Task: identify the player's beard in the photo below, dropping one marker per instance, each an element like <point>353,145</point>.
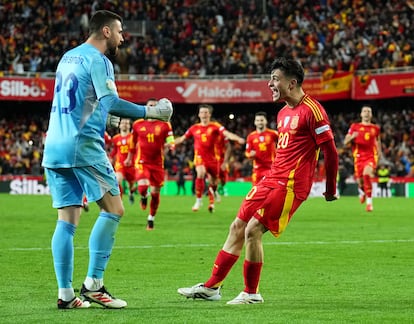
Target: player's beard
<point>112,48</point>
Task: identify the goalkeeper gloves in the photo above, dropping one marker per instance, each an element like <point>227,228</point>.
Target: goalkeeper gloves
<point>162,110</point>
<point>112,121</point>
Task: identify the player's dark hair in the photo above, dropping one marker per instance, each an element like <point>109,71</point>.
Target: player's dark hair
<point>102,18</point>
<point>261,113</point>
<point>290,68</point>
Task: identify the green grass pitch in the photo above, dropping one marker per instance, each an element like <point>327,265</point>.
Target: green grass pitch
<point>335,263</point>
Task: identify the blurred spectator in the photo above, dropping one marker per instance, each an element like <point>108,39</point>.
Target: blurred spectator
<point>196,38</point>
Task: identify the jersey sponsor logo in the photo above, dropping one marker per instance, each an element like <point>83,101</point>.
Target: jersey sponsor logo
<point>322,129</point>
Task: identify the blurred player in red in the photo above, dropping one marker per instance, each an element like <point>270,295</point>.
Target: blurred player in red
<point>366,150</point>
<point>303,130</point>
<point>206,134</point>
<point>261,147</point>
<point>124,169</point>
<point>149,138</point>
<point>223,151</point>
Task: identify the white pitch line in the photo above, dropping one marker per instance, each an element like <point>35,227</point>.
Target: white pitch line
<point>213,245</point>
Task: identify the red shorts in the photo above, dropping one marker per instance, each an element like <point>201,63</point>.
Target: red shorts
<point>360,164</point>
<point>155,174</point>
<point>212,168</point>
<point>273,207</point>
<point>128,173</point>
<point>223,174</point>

——

**Problem description:** Retype each line of the listing above word for word. Exclude the pictures.

**Answer below:**
Task: identify the player's beard in the photo below, dropping one marker per instance, each an element like <point>353,145</point>.
Target: player's beard
<point>112,48</point>
Task: identify the goalkeeper gloves in the photo above, dropping one marker per instance, each an element like <point>227,228</point>.
Target: goalkeeper gloves
<point>162,110</point>
<point>112,121</point>
Task: identify the player's dark hair in the photo above, dropping one marker per instance, each an element like <point>109,71</point>.
Target: player's dark hair
<point>102,18</point>
<point>261,113</point>
<point>290,68</point>
Task: identify the green grass pitch in the photo above, dropping one marker per instance, each an element like <point>327,265</point>.
Target: green grass pitch
<point>335,263</point>
Task: identify the blurred spectator in the photo above, dropping one marker per instance, each an element like <point>108,39</point>.
Target: blurred spectator
<point>196,38</point>
Task: identify the jersey sponsor logo in the photo above, dropping one marker per instance, each an element like <point>83,101</point>.
Target: jersey sponsor logo
<point>322,129</point>
Task: identify the blurred player in red in the photo above, dropping one marker per instance, each an element like <point>270,295</point>.
Target: blurred player in red
<point>366,150</point>
<point>303,130</point>
<point>206,134</point>
<point>261,147</point>
<point>124,169</point>
<point>149,138</point>
<point>223,151</point>
Task: identify the white pitch line in the photo above, dropping one marker per instance, each an element like <point>35,227</point>.
Target: white pitch line
<point>213,245</point>
Task: identify the red shorts in the photo above, dropping one marker per instance, each an element like <point>201,63</point>.
Target: red shorts
<point>360,164</point>
<point>155,174</point>
<point>212,168</point>
<point>273,207</point>
<point>128,173</point>
<point>223,174</point>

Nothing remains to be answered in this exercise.